#### [GIVEN RECORDS]
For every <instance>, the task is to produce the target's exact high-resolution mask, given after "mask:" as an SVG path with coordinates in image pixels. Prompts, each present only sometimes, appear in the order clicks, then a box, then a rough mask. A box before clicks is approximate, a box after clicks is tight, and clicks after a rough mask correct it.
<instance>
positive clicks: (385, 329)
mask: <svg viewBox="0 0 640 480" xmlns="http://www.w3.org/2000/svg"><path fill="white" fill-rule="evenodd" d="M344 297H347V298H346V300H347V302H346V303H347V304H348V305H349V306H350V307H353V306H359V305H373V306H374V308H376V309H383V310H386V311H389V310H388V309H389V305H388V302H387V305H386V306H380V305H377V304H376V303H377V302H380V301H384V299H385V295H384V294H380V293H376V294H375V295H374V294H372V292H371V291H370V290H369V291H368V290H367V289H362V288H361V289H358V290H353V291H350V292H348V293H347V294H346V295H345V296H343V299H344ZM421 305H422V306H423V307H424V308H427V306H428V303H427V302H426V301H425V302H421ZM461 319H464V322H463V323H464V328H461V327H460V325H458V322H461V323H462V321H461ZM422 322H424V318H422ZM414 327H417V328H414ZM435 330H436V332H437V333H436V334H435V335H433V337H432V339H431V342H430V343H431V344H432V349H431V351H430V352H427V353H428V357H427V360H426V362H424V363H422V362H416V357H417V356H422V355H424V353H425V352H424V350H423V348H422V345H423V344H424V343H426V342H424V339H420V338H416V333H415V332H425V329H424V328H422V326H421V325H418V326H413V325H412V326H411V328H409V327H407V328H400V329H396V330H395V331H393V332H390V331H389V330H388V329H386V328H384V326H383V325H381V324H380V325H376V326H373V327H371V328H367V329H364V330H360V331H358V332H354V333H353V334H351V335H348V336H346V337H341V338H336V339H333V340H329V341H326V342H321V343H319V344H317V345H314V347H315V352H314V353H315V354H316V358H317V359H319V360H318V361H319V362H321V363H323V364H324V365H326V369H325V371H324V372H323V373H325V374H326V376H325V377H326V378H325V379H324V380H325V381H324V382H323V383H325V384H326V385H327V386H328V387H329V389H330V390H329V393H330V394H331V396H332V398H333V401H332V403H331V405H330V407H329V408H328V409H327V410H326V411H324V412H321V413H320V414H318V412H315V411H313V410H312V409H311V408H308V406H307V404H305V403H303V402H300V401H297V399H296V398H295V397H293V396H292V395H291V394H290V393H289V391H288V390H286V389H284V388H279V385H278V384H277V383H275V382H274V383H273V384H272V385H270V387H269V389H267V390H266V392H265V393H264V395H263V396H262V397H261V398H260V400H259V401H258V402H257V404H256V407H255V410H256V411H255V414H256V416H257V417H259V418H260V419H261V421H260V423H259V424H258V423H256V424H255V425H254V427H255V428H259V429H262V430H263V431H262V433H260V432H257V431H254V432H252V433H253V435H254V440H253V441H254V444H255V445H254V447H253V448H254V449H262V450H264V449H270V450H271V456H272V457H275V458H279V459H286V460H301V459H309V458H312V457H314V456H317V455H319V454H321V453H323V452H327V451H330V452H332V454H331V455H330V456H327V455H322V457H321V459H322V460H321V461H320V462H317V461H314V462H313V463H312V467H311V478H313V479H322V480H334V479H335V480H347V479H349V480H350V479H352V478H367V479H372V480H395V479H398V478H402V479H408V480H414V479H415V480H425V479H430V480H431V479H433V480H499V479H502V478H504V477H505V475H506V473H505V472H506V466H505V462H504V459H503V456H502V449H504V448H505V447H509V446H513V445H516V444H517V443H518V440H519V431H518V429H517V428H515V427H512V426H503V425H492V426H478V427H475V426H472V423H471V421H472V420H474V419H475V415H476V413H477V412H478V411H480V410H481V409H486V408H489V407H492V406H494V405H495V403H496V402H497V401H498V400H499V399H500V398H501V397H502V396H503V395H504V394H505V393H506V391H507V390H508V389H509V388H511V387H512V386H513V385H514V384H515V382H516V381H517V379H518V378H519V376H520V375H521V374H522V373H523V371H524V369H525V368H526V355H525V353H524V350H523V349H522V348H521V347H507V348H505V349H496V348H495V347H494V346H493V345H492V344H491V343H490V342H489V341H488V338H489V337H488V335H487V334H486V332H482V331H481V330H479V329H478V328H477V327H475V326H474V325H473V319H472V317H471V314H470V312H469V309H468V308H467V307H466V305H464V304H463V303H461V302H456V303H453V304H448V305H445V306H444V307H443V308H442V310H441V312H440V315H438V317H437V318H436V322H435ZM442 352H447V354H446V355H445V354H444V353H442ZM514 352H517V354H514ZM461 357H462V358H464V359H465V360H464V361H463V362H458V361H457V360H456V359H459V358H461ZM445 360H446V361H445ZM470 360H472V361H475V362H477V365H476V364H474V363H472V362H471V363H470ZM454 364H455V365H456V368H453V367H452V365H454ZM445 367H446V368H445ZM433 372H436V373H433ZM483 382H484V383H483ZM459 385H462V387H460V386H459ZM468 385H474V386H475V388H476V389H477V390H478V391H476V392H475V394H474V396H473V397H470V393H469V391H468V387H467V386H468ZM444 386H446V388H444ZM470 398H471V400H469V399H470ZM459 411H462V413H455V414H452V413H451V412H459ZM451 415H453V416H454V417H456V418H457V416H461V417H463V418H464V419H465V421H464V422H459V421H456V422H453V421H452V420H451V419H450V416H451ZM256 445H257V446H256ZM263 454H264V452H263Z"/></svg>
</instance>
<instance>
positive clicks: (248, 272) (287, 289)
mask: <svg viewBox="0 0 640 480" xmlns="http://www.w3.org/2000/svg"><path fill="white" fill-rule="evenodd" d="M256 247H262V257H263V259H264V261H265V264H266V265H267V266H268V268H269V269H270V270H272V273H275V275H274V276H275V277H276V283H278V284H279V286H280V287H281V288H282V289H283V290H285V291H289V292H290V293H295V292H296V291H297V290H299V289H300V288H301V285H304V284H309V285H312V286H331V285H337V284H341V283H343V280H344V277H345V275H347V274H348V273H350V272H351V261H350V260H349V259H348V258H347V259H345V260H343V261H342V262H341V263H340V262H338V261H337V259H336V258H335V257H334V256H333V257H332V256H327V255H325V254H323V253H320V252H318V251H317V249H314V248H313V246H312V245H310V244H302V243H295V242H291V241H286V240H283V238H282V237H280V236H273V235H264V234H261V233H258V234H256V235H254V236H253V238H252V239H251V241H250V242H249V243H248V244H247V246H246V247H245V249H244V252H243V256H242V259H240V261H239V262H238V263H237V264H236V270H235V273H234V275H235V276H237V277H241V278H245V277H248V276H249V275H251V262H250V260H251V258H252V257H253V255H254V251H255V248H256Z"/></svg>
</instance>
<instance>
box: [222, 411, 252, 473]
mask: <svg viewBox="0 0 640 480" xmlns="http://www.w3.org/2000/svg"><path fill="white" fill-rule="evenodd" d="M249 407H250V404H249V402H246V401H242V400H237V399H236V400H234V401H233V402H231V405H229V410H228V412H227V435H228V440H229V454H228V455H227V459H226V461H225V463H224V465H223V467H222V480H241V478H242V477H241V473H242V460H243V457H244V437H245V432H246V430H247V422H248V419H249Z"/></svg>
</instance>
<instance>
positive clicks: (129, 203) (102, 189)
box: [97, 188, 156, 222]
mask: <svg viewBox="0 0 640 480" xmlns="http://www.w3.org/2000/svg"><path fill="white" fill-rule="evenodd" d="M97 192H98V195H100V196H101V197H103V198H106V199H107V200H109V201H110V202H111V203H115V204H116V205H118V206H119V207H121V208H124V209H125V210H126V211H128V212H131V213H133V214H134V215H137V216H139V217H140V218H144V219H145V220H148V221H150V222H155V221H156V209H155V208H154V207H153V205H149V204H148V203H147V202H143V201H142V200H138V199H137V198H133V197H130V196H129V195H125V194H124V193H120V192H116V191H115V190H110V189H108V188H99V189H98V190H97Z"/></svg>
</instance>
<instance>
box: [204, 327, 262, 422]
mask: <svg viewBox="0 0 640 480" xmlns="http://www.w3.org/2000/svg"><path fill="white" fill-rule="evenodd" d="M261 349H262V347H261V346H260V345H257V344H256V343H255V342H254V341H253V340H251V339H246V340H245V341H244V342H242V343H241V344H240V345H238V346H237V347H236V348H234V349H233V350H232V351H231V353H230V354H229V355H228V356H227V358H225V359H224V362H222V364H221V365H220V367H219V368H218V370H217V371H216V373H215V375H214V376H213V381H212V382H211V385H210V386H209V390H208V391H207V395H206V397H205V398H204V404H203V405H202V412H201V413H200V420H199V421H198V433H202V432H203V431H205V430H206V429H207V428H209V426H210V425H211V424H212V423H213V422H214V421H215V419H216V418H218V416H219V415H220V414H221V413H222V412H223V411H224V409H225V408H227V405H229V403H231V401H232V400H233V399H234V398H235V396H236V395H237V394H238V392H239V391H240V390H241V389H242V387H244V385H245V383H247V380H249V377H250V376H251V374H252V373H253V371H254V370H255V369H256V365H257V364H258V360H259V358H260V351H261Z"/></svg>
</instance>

#### [EXERCISE]
What number of lines in the listing above hold the string "clicks"? Give that number and nothing else.

#### [WRITTEN RESPONSE]
4